*Assignment:* Transcribe every entry word for word, leaving out all images.

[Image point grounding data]
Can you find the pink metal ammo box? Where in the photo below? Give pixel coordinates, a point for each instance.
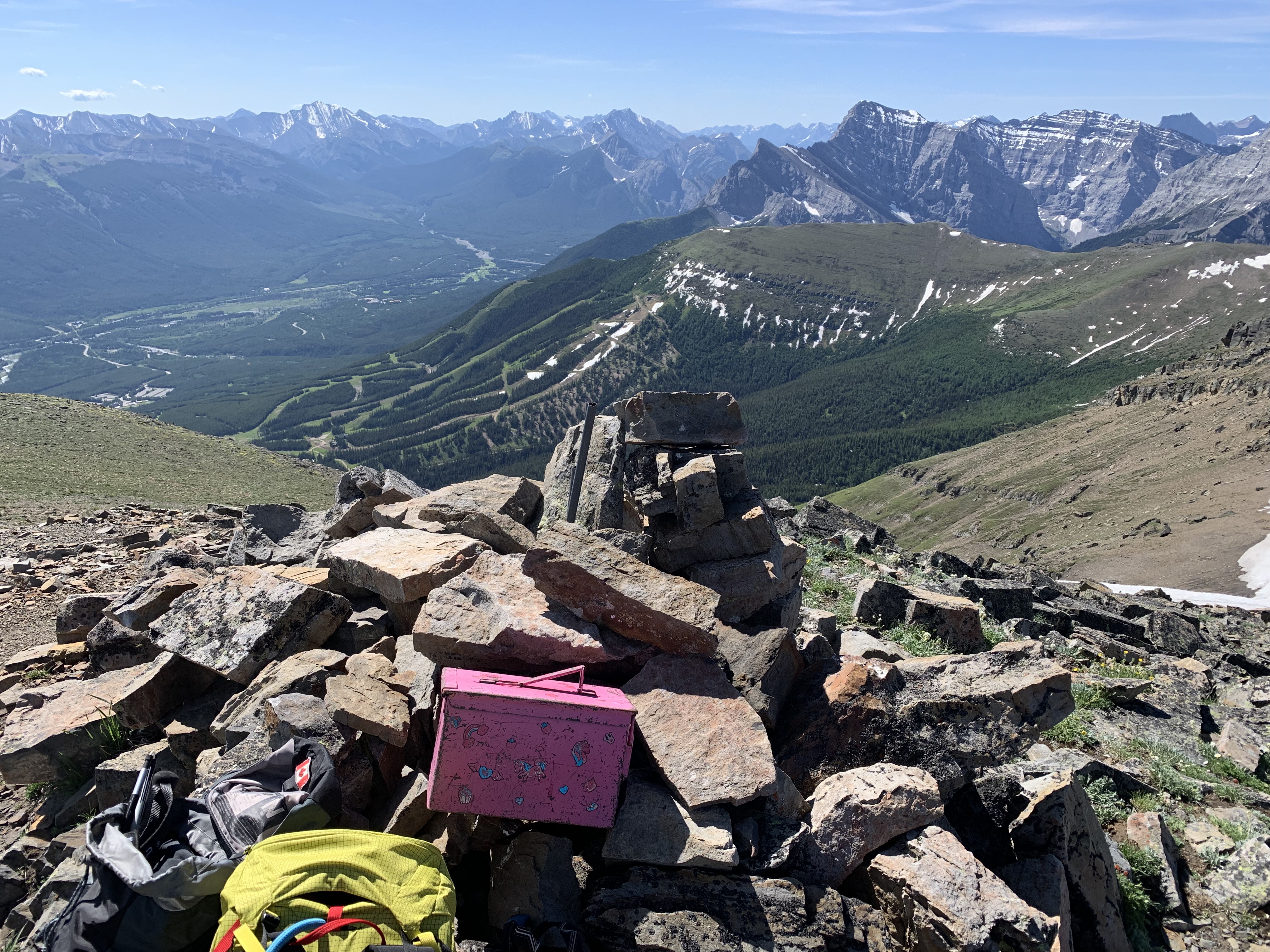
(530, 748)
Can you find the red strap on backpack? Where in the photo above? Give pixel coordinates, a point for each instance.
(333, 925)
(228, 938)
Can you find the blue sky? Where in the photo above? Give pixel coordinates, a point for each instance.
(690, 63)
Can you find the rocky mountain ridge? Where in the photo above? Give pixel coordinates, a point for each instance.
(1051, 181)
(841, 344)
(1159, 482)
(798, 776)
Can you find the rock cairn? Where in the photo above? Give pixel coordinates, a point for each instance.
(841, 745)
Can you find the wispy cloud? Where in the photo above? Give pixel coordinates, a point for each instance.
(572, 63)
(1194, 21)
(87, 96)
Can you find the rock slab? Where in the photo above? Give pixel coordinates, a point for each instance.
(401, 565)
(856, 812)
(243, 619)
(493, 617)
(935, 895)
(604, 584)
(683, 419)
(653, 827)
(705, 740)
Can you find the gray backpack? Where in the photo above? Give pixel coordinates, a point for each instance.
(158, 889)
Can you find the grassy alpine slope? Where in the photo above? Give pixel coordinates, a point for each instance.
(82, 455)
(854, 348)
(1165, 492)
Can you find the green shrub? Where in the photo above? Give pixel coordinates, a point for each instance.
(1108, 805)
(1146, 862)
(1138, 909)
(36, 791)
(1145, 803)
(1091, 697)
(1074, 729)
(918, 642)
(1118, 669)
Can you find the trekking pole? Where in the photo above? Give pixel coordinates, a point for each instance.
(143, 796)
(580, 464)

*Reply to the exercise:*
Can you find the pink metal ammo box? Where in the photo below? Give pixel coordinates, a point for each instance.
(530, 748)
Can you find the red strap on backpack? Where in the photo above? Give pixel coordinates, a point for each instance.
(333, 925)
(228, 938)
Can you find the blue sky? Where in the photo above? Give pixel coordinates, a point for each instance.
(690, 63)
Can you find the rocky mountain ridge? Where in the photo above? Give pixel coordinates, a point for each instance.
(1051, 181)
(841, 344)
(1159, 482)
(798, 776)
Can you find the rock cairn? Where in the photo above? Give pixel coordinates, a point for each instance.
(841, 745)
Can you find the wispy cloud? Where in the photo above? Give pixel coordinates, a point for each instance.
(572, 63)
(1194, 21)
(87, 96)
Can you find the rock slab? Where in the photo above? Give pixel coordinates, a point for each instance.
(401, 565)
(856, 812)
(243, 619)
(493, 617)
(935, 895)
(604, 584)
(683, 419)
(653, 827)
(705, 740)
Can you find the gray backpack? Where in the photo above? Give pixel coordinates, a point for each instance.
(158, 889)
Can you find the grassy alpine slope? Where in the photo above? Give pixel coordinates, a point for each instance.
(82, 455)
(854, 348)
(1165, 492)
Can you find the green shrub? Where in the photo above? Give pixel coordinates, a point for each instance.
(1108, 805)
(1146, 862)
(1138, 909)
(36, 791)
(1145, 803)
(1091, 697)
(1074, 729)
(918, 642)
(1118, 669)
Can you find the trekking pole? Where in the photo above? Give pixel coordinates, a point for each instance.
(143, 796)
(580, 464)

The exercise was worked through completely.